╔══

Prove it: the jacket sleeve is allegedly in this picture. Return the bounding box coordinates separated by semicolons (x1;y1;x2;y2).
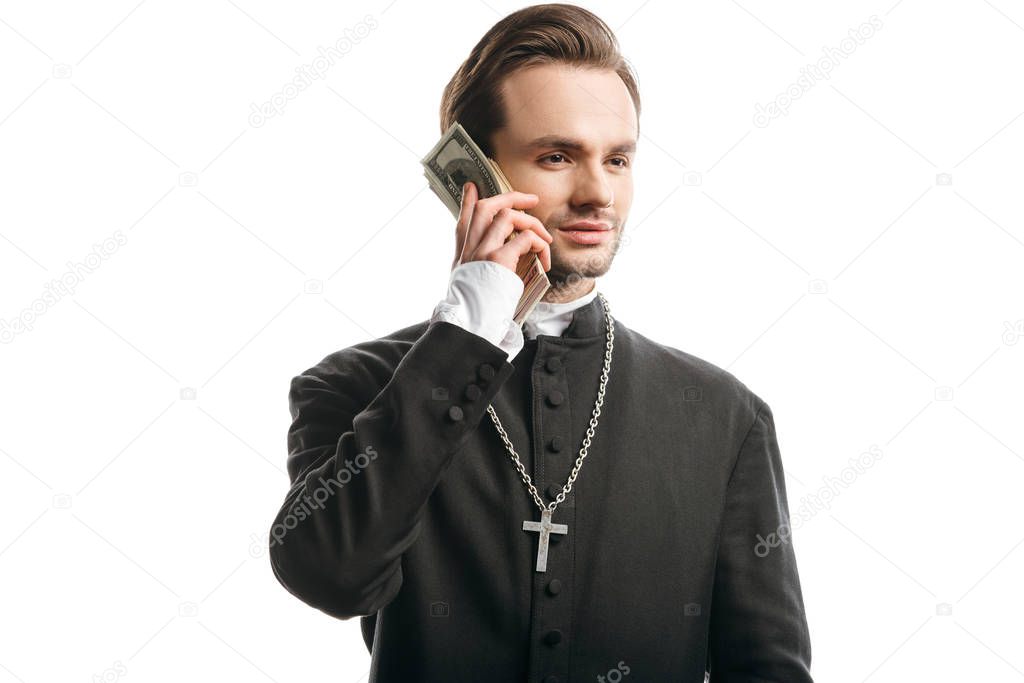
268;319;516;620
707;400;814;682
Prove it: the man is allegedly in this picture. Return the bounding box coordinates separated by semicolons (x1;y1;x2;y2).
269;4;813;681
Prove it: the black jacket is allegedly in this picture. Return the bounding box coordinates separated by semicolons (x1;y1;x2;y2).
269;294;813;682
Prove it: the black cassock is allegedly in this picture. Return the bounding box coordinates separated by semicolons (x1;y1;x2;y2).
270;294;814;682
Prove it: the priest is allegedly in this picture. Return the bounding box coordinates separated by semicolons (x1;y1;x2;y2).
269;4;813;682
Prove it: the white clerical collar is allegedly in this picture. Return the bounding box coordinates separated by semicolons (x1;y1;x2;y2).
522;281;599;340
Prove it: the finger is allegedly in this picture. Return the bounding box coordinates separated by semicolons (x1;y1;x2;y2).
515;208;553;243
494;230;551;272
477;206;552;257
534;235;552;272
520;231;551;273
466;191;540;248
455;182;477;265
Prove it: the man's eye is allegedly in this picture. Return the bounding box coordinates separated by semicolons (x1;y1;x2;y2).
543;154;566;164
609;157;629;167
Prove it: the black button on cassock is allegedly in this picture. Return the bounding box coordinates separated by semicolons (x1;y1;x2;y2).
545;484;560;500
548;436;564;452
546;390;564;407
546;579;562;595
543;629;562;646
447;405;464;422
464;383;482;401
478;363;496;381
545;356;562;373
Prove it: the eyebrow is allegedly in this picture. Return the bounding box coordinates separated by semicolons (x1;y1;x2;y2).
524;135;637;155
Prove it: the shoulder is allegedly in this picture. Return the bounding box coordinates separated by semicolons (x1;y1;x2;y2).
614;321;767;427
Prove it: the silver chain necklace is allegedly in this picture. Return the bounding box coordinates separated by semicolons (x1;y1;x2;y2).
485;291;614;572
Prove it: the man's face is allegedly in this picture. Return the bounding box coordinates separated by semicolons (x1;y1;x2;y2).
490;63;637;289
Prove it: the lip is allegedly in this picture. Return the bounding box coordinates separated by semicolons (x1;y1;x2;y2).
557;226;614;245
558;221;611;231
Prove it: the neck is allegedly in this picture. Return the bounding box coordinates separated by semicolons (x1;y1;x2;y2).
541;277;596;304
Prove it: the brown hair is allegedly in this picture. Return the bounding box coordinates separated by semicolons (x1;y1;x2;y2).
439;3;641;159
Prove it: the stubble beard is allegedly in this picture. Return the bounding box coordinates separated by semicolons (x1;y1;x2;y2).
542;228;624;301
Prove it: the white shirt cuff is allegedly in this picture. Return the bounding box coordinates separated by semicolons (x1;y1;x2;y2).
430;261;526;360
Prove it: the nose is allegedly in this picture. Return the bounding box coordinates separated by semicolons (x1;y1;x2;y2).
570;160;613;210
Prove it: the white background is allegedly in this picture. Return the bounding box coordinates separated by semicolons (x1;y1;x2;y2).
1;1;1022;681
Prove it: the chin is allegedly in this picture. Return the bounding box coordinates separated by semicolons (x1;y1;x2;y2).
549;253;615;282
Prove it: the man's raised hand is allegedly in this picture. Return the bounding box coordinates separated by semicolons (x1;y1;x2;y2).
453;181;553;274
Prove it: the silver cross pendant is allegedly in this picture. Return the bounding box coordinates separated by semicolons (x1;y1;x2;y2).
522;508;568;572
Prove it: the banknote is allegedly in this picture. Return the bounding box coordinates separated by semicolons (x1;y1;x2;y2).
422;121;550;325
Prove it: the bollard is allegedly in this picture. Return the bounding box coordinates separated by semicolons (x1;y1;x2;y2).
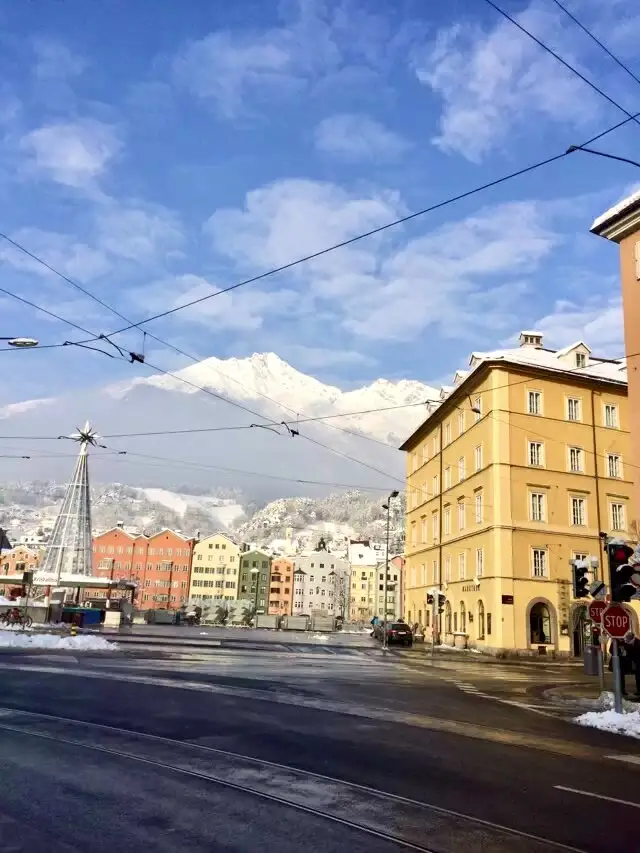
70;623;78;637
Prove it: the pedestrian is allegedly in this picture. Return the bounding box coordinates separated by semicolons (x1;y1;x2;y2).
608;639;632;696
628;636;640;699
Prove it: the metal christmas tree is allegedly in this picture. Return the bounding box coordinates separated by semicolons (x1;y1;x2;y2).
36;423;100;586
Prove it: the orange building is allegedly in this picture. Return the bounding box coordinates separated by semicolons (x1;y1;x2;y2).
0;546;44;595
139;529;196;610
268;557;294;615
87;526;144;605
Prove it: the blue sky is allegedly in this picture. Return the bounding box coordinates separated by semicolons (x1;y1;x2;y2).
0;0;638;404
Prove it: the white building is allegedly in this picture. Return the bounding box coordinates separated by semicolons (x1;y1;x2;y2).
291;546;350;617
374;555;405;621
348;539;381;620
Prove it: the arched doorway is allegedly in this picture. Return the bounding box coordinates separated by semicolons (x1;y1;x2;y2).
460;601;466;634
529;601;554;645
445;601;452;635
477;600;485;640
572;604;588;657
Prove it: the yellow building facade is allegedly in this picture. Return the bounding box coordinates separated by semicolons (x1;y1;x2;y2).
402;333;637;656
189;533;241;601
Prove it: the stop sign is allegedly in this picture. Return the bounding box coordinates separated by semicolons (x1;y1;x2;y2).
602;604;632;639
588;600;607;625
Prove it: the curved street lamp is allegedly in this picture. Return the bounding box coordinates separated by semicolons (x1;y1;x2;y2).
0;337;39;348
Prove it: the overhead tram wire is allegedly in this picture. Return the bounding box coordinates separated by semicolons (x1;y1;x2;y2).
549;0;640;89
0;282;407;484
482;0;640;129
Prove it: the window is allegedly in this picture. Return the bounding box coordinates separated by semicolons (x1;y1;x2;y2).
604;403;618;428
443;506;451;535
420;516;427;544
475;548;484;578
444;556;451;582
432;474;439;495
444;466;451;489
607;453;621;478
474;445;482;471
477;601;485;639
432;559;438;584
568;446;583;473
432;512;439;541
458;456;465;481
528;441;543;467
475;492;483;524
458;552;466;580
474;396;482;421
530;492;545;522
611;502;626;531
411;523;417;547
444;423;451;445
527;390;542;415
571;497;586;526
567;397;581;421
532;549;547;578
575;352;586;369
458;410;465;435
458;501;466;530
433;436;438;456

╚══

Aim of the task: Set down each line of the material exactly and skip every image.

Exercise output:
Prove it: the jacket sleeve is allegedly in this picture. Return the bounding box coordinates separated by semicolons (x1;y1;x2;y2).
268;319;516;620
707;400;814;682
Prove it: the man is allegedly in this picture. Return the bounding box coordinates separated by semicolons (x1;y1;x2;y2).
269;4;813;681
Prove it: the black jacket is allegedly in this picture. Return the bounding box coordinates separated by semicolons (x1;y1;x2;y2).
269;294;813;682
Prove it: the black cassock is allegedly in this picture. Return the bounding box coordinates separated by semicolons (x1;y1;x2;y2).
270;294;814;682
Prove it: the priest is allegedly in this picture. Return the bounding box coordinates separated by semicolons (x1;y1;x2;y2).
269;4;813;682
Prove it: the white clerical collar is allegedly in this picture. Return the bounding box coordinates separated by semicolons (x1;y1;x2;y2).
522;281;599;340
Prove it: the finger is allegedly in this picture. Return the bounding box coordinates separated by semicolons (x1;y1;x2;y2).
515;208;553;243
494;230;551;272
477;206;552;257
534;235;552;272
520;231;551;273
466;191;540;248
455;182;477;265
Prove it: the man's eye is allegedly in this picture. Return the bounding box coordinates separated by semicolons (x1;y1;x2;y2).
543;154;566;164
609;157;629;167
Prove it: the black button on cassock is allegedly in this picture. Return the bounding box coordinates separated by semicolons (x1;y1;x2;y2).
545;484;560;500
548;436;564;452
546;390;564;407
546;579;562;595
543;629;562;646
447;405;464;422
464;383;482;401
478;363;496;381
545;356;562;373
Prove it: the eyebrow is allegedly in this picture. Return the bounding box coordinates separated by semicolons (x1;y1;x2;y2).
524;135;637;155
Prove it: the shoulder is allegedly in this picture. Return the bounding box coordinates separated by semicolons (x1;y1;x2;y2).
614;321;767;427
Prove it: the silver chain necklace is allegedly in this picture. Return the bounding box coordinates separated by semicolons (x1;y1;x2;y2).
485;291;614;572
Prove it: the man's face is allegedly in this picture. Return the bounding box coordinates separated by semicolons (x1;y1;x2;y2).
490;63;637;289
Prove it: the lip is allegedly in this picture. Return the bounding box coordinates separated by semicolons (x1;y1;x2;y2).
557;226;614;245
558;221;611;231
Prove it: the neck is allegedly in this picture. Return the bounding box coordinates separated by semicolons (x1;y1;x2;y2).
541;277;596;304
Prove it: the brown hair is allegedly in this picture. Return the bounding box coordinates separated by semicolons (x1;y1;x2;y2).
439;3;641;159
Prove it: the stubble beard is allegedly in this picture. Return the bounding box coordinates separated by semicolons (x1;y1;x2;y2).
542;228;624;301
Prove it: the white shirt cuff is allegedly in this picture. Return the bounding box coordinates separated by semicolons (x1;y1;x2;y2).
430;261;526;360
Prove it: the nose is allegedly in this picture. Return the bounding box coordinates separated by semicolons (x1;y1;x2;y2).
570;160;613;210
Prove it: the white background is allegedly in this picture. Return the bounding box coordinates separated by semicolons (x1;y1;x2;y2).
1;1;1022;681
Prove it: the chin is allegedly in this picture. Return the bounding box coordinates separated by semicolons (x1;y1;x2;y2).
549;253;615;282
Prove it: the man's raised hand is allegedly in this picture. Return the bounding box coordinates separated by semicolons (x1;y1;x2;y2).
453;181;553;274
Prove it: the silver cross pendant is allegedly in this picture. Return the bounding box coordinates separated by semicolons (x1;y1;x2;y2).
522;508;568;572
Prove it: the banknote is allegedly in this picture. Return the bounding box coordinates separated by semicolons (x1;y1;x2;y2).
422;121;550;325
Prove it: the bollard is allegedly in this picture. Return the bounding box coordinates separated by semicolons (x1;y1;x2;y2).
70;623;78;637
Prove it: the pedestrian is allegedly in this picture. Return the bounding box coordinates separated by semicolons (x1;y1;x2;y2).
608;639;632;696
628;636;640;699
Prove it: the metal christmas tree is allegedly in this picture. Return the bounding box coordinates separated by semicolons (x1;y1;x2;y2).
36;423;100;586
Prove it: the orange building is allegedly in this picture. Return the bounding box coordinates separated by semicolons (x1;y1;x2;y2).
0;546;44;595
139;529;196;610
268;557;294;615
87;526;144;605
Prove it: the blue sky is allegedly in this picture. Return the bounding box coordinates separated by semicolons (x1;y1;x2;y2).
0;0;638;404
Prove it: the white building is allegedly in this picture. Return the bounding box coordinates separated by semicolons (x1;y1;x2;y2).
291;546;350;617
374;555;405;621
348;539;381;620
Prove it: the arched doorway is allegedly in this picture. Return the bounding box coordinates separated by semicolons (x1;y1;x2;y2).
460;601;466;634
529;601;554;645
445;601;452;635
477;600;485;640
572;604;588;657
Prove it: the yellow building facade is allegedly in this picture. Return the bounding box coordinates separated by semicolons (x1;y1;x2;y2).
402;333;637;656
189;533;241;601
Prove it: the stop sign is allegedly in this picture. Return the bounding box coordinates separated by semicolons (x1;y1;x2;y2).
602;604;632;639
588;600;607;625
Prove it: the curved street lamp is allegedly in this picture. Return the bounding box coordinates separated by semicolons (x1;y1;x2;y2).
0;337;39;348
Prove it: the overhead tram wire is allegedly in this picture. Return the bounding box coordinates separated by semicolons (x1;y1;x2;y2).
549;0;640;89
0;282;407;484
482;0;640;129
Prove it: the window is allegedly in this picture. Return the bounding box coordinates separated by semicolons (x1;y1;x2;y2).
604;403;618;428
443;506;451;535
420;516;427;544
475;548;484;578
444;556;451;582
432;474;439;495
444;466;451;489
607;453;621;478
474;445;482;471
477;601;485;639
432;559;438;584
568;446;583;473
432;512;439;541
458;456;465;481
528;441;543;467
475;492;483;524
458;552;466;580
474;396;482;421
530;492;545;522
611;502;626;531
411;523;417;547
444;423;451;445
527;390;542;415
571;497;586;526
567;397;581;421
532;549;547;578
575;352;586;369
458;410;465;435
458;501;466;530
433;436;438;456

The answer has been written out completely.